**INSTRUCTIONS TO FOLLOW:**
Convert the records from the line containing "I'd really appreciate it if you could find the flower" through the line containing "left=2, top=391, right=623, bottom=467", inclusive, into a JSON list of strings. Use one string per line and omit blank lines.

**ENTRIES:**
## Start

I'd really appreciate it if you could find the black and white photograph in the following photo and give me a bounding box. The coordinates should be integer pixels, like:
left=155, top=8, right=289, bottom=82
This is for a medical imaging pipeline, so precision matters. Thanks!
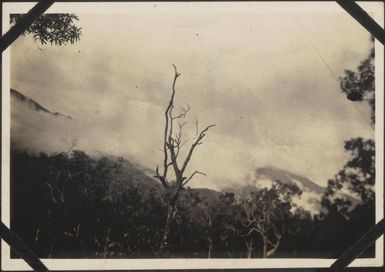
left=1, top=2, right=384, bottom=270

## End
## Start

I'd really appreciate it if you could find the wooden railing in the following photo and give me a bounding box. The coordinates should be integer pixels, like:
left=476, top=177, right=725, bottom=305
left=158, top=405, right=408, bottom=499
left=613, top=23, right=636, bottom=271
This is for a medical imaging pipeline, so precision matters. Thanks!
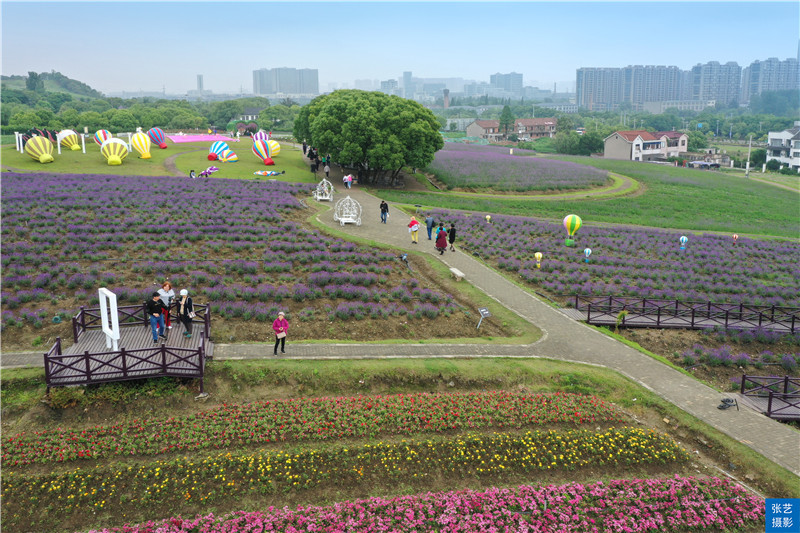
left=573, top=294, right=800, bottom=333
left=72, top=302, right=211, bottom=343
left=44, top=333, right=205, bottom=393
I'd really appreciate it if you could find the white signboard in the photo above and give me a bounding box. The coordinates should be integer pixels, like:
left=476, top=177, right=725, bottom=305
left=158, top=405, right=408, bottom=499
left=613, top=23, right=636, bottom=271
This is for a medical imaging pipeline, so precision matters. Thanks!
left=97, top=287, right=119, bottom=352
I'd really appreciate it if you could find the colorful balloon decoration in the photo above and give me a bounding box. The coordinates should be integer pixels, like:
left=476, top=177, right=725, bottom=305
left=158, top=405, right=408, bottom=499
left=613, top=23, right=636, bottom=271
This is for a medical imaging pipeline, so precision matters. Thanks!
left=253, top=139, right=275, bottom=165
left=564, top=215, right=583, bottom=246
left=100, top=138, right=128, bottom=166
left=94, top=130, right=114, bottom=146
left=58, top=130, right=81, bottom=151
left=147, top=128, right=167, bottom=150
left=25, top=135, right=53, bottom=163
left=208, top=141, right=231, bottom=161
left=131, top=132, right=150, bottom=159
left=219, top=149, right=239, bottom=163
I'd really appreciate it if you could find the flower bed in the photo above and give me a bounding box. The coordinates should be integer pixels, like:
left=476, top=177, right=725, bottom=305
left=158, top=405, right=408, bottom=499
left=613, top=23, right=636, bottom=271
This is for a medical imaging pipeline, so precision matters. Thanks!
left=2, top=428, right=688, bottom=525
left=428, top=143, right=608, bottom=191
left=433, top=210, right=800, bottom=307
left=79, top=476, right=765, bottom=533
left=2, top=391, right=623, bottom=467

## End

**TASK ANSWER:**
[
  "I'd really appreciate it if you could find the flower bed in the photo above and give me a bounding box. The coordinates should be integer pixels, like:",
  "left=476, top=177, right=725, bottom=305",
  "left=158, top=405, right=408, bottom=499",
  "left=613, top=23, right=636, bottom=271",
  "This is for a medical imaging pipeline, so precision matters. Thanks!",
  "left=2, top=428, right=688, bottom=525",
  "left=428, top=143, right=608, bottom=191",
  "left=433, top=210, right=800, bottom=307",
  "left=79, top=476, right=765, bottom=533",
  "left=2, top=391, right=623, bottom=467"
]